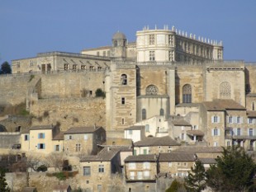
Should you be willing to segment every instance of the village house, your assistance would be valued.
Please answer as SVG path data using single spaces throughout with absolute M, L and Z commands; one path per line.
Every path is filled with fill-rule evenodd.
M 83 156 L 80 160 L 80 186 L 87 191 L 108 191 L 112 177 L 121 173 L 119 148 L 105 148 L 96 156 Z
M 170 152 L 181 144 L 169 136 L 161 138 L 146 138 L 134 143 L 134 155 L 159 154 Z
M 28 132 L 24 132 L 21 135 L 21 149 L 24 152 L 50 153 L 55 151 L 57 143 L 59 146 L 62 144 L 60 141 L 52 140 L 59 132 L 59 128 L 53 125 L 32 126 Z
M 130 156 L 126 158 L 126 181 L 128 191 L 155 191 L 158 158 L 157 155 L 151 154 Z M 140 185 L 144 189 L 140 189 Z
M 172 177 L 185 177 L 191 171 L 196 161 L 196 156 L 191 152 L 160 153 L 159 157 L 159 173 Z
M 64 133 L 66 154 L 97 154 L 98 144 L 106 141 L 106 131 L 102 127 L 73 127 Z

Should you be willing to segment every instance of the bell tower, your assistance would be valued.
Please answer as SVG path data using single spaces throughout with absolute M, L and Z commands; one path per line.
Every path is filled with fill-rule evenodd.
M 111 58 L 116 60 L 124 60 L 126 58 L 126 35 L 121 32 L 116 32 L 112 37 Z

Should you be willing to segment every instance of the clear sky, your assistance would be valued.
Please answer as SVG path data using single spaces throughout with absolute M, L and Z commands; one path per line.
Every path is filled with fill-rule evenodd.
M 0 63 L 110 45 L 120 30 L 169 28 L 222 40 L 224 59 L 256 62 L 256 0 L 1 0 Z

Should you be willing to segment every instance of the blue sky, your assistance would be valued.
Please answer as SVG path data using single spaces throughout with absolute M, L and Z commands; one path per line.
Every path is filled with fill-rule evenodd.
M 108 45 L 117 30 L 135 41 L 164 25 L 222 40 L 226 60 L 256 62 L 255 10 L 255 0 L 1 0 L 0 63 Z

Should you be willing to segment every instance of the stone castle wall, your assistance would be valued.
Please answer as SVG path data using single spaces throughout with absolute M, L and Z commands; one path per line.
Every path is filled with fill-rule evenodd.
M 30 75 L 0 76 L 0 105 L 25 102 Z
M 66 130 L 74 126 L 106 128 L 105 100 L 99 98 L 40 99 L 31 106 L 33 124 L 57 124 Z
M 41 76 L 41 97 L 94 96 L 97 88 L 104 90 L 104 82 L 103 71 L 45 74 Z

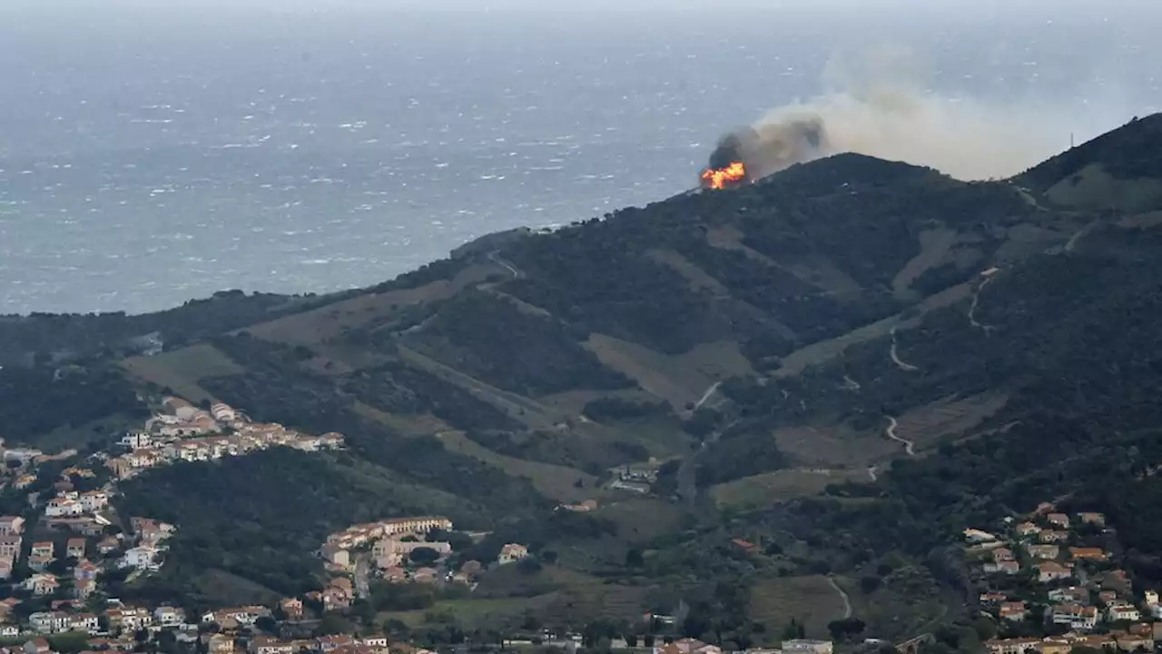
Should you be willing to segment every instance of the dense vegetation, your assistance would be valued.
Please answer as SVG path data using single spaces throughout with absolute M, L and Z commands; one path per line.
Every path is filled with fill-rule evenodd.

···

Requirement: Output every line of the listing above as a numbered list, skipping blank lines and leaving out the pictures.

Output:
1. Should you be willing to segment every instance of the village house, your assistance would be valued.
2. Please answer as SVG path data using single spaces throughout with absolute M, L and Z commands; one path per line.
3. Every path is filled with fill-rule evenodd.
4. M 83 156 L 80 160 L 80 186 L 87 191 L 108 191 L 112 177 L 121 173 L 119 148 L 105 148 L 96 156 Z
5. M 170 152 L 181 144 L 169 136 L 161 138 L 146 138 L 134 143 L 134 155 L 159 154 Z
6. M 28 132 L 24 132 L 21 135 L 21 149 L 24 152 L 50 153 L 55 151 L 57 143 L 59 146 L 62 144 L 60 141 L 52 140 L 59 132 L 59 128 L 53 125 L 32 126 Z
7. M 130 156 L 126 158 L 126 181 L 128 191 L 155 191 L 158 158 L 157 155 L 151 154 Z M 140 185 L 144 189 L 140 189 Z
8. M 172 177 L 185 177 L 191 171 L 196 161 L 196 156 L 191 152 L 160 153 L 159 157 L 159 173 Z
9. M 64 133 L 66 154 L 97 154 L 98 144 L 106 141 L 106 131 L 102 127 L 73 127 Z
10. Should you be willing to segment every instance of the bell tower, your assistance would be valued.
11. Please answer as SVG path data using single spaces throughout with absolute M, L and Z commands; one path per line.
12. Every path is filled with fill-rule evenodd.
13. M 111 58 L 116 60 L 124 60 L 126 58 L 126 35 L 121 32 L 116 32 L 112 37 Z
14. Should you be willing to segment every instance of the clear sky, your assistance would be valued.
15. Please answer as SVG path data using single spaces throughout with absolute M, L and Z commands; one path per line.
16. Every path is filled with fill-rule evenodd.
17. M 0 63 L 110 45 L 120 30 L 169 28 L 222 40 L 224 59 L 256 62 L 256 0 L 1 0 Z
18. Should you be willing to segment every instance of the blue sky, your assistance would be valued.
19. Please answer as SVG path data using single spaces throughout with absolute M, L and Z commands; one path per line.
20. Every path is filled with fill-rule evenodd.
21. M 108 45 L 117 30 L 135 41 L 164 25 L 222 40 L 226 60 L 256 62 L 255 10 L 255 0 L 1 0 L 0 63 Z
22. Should you be willing to segment every instance of the stone castle wall, your assistance would be valued.
23. Please answer as SVG path data using single spaces throughout with absolute M, L and Z commands; one path per line.
24. Every path is filled with fill-rule evenodd.
25. M 30 75 L 0 76 L 0 105 L 25 102 Z
26. M 66 130 L 74 126 L 106 128 L 105 100 L 99 98 L 40 99 L 31 106 L 33 124 L 57 124 Z
27. M 41 76 L 41 97 L 94 96 L 97 88 L 104 90 L 104 82 L 103 71 L 45 74 Z
28. Should you be willing to segment every instance of the dense vegetation, your assistance would be valued.
29. Please answer as SVG path data using single spaces throughout with absolute M, L and Z commands; one path per line.
30. Every path is filled with fill-rule evenodd.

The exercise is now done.